Texte fourni:
----
Comme à la guerre

L’analogie est osée, tout spécialement en ce moment s’exclame Sergei Levkov, médecin et bénévole de Charity Hospital.
Pour ce corps médical, travailler, soigner dans la rue, demande une grande adaptation, bien de la souplesse professionnelle face aux multiples cas qui se présentent dans un cadre adverse.
De plus, officiellement, l’Etat ne les autorise pas à pratiquer en extérieur.

Environnement hostile
A l’hôpital, toute la structure des soins est en place, les protocoles sont posés, presqu’immuables, explique Sergei Levkov.
Dans la rue, chaque cas diffère. Il y a aussi la météo, nos patients pas toujours faciles, et je ne parle pas de l’absence totale d’asepsie.
À des températures inférieures à zéro, avec des gants chirurgicaux, les mains gèlent plus rapidement que sans eux. Souvent, les procédures médicales ne peuvent pas être suivies, dans la rue on n’a pas le choix.
Dans la rue, vous n’avez, pour vous seconder, qu’un stéthoscope, un tensiomètre, un thermomètre, des tests express et quelques médicaments.
Ainsi armé, vous êtes déjà un guerrier sur le terrain.

Prêt à tout
Un médecin de rue est toujours plus qu’un médecin ordinaire. Il a besoin de compétences étendues pour comprendre le VIH, la tuberculose, le travail social.
----
Consignes:
[1] Recopiez s’il vous plaît le texte fourni depuis « Dans la rue, chaque » jusqu’à « le travail social. » inclus.
[2] Résumez le texte fourni en deux phrases.
La liste ci-après n’a aucun rapport avec le texte fourni.
----
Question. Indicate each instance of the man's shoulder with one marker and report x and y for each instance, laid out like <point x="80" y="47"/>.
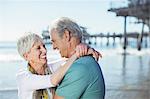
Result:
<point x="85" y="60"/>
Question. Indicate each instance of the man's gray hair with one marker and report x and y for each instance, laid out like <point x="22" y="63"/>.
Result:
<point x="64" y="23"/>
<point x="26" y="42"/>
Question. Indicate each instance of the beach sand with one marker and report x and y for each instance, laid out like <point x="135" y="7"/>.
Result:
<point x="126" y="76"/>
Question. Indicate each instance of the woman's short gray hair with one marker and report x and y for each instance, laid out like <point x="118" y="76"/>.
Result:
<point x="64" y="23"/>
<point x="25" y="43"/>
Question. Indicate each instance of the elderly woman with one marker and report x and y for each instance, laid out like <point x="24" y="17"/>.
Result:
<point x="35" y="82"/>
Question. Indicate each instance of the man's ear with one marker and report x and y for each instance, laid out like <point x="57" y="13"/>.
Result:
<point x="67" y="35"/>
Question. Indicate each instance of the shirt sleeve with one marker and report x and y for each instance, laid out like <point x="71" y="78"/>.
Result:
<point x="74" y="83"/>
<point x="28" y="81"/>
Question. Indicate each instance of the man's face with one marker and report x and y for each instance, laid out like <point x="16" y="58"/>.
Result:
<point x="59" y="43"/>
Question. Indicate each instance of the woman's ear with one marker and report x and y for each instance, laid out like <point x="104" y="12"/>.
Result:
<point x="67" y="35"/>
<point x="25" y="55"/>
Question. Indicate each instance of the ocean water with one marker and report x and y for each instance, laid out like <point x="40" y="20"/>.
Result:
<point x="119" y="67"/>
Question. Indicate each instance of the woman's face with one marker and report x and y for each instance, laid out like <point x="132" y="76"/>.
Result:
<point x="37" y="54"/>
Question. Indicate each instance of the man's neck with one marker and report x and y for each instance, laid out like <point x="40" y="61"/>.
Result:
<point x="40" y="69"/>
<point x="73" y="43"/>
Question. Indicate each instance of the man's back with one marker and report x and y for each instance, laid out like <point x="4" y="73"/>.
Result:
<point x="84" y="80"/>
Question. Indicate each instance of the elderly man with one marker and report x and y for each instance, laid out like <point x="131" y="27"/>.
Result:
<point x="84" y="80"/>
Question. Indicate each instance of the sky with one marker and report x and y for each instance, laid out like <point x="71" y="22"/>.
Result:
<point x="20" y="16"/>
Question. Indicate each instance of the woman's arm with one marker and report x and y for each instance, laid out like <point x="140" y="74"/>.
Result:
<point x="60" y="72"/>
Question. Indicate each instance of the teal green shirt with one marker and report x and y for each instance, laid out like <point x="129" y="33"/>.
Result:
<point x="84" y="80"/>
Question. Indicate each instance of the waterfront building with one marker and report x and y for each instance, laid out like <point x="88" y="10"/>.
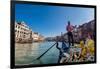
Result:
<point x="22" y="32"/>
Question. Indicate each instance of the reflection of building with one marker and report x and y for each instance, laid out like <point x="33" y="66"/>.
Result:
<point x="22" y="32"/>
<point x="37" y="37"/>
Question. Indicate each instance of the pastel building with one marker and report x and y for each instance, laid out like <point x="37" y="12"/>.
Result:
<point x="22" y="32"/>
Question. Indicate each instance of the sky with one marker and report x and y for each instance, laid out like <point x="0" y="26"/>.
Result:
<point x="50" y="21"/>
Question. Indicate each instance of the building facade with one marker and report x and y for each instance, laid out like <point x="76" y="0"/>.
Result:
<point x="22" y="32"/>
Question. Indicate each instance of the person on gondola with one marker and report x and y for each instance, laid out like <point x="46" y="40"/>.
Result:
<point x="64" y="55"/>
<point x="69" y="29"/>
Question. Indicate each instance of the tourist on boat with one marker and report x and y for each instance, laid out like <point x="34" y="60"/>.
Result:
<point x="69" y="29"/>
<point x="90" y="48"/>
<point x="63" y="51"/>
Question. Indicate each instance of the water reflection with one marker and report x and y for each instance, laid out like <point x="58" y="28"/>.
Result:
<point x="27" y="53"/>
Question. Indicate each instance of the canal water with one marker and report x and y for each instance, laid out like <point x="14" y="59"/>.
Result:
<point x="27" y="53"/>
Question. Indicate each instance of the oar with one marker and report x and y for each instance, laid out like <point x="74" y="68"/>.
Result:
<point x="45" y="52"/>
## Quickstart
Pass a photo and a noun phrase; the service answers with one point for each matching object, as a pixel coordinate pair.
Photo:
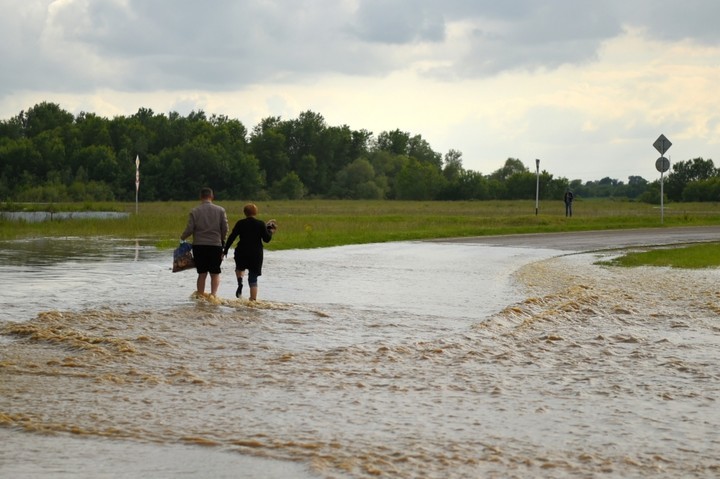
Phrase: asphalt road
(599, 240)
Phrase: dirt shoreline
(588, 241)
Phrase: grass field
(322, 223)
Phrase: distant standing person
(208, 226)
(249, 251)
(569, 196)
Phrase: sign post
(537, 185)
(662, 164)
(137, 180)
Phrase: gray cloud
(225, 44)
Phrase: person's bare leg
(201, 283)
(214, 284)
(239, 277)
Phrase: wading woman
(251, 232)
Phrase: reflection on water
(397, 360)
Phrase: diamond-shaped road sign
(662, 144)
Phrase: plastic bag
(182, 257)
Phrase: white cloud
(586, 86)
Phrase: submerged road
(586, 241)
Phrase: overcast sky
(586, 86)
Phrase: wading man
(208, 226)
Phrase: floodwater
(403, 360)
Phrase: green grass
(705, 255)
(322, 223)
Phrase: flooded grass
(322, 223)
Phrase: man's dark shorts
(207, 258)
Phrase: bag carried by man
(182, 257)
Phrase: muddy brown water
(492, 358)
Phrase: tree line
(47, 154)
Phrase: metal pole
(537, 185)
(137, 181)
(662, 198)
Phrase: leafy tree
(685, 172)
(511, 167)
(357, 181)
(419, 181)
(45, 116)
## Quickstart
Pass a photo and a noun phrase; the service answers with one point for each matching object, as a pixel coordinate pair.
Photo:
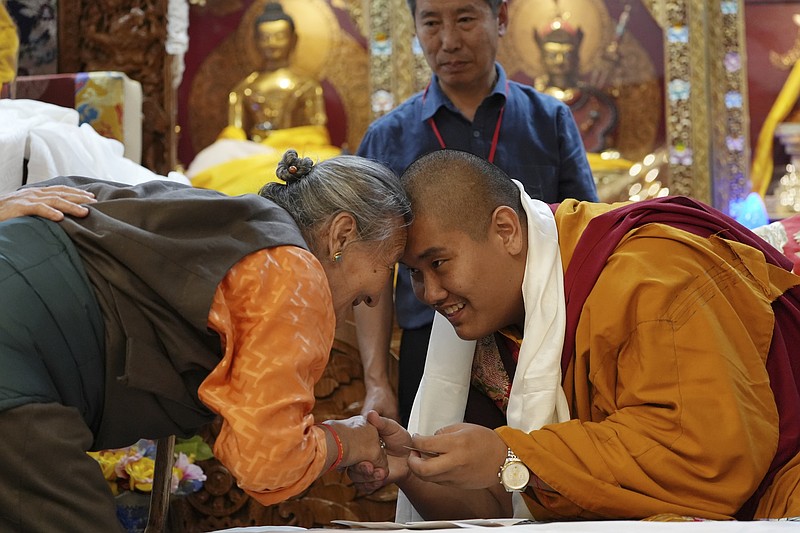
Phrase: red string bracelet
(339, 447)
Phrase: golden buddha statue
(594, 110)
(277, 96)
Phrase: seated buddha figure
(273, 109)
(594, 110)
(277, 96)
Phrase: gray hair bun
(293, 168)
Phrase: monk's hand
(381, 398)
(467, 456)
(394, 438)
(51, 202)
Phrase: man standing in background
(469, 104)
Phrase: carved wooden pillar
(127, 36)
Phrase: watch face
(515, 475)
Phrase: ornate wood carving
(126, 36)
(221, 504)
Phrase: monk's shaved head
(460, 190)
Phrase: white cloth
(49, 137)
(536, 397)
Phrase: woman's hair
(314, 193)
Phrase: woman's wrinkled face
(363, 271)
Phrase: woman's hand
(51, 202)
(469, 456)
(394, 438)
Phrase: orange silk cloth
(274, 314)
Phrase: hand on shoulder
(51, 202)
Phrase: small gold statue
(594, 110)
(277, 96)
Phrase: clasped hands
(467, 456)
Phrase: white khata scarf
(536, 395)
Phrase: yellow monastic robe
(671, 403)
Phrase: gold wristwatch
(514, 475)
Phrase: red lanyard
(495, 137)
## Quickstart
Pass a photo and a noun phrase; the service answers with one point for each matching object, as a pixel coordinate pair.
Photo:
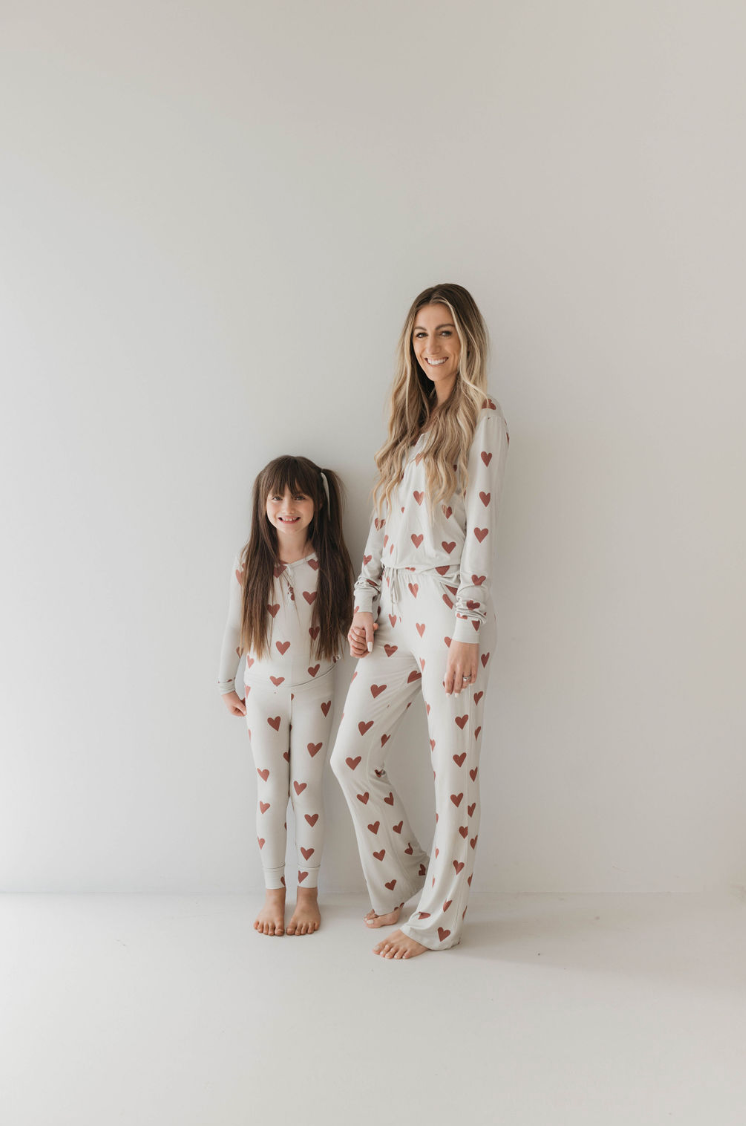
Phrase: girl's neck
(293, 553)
----
Exercices corrigés:
[1]
Dans la rue, chaque cas diffère. Il y a aussi la météo, nos patients pas toujours faciles, et je ne parle pas de l’absence totale d’asepsie.
À des températures inférieures à zéro, avec des gants chirurgicaux, les mains gèlent plus rapidement que sans eux. Souvent, les procédures médicales ne peuvent pas être suivies, dans la rue on n’a pas le choix.
Dans la rue, vous n’avez, pour vous seconder, qu’un stéthoscope, un tensiomètre, un thermomètre, des tests express et quelques médicaments.
Ainsi armé, vous êtes déjà un guerrier sur le terrain.

Prêt à tout
Un médecin de rue est toujours plus qu’un médecin ordinaire. Il a besoin de compétences étendues pour comprendre le VIH, la tuberculose, le travail social.

[2] Soigner dans la rue exige une grande adaptation : selon Sergei Levkov, médecin et bénévole de Charity Hospital, chaque cas diffère, la météo et les patients compliquent la tâche, l’asepsie est totalement absente et l’équipement se limite à quelques instruments, des tests express et quelques médicaments. Officiellement non autorisé par l’État à pratiquer en extérieur, le médecin de rue a besoin de compétences étendues, notamment sur le VIH, la tuberculose et le travail social.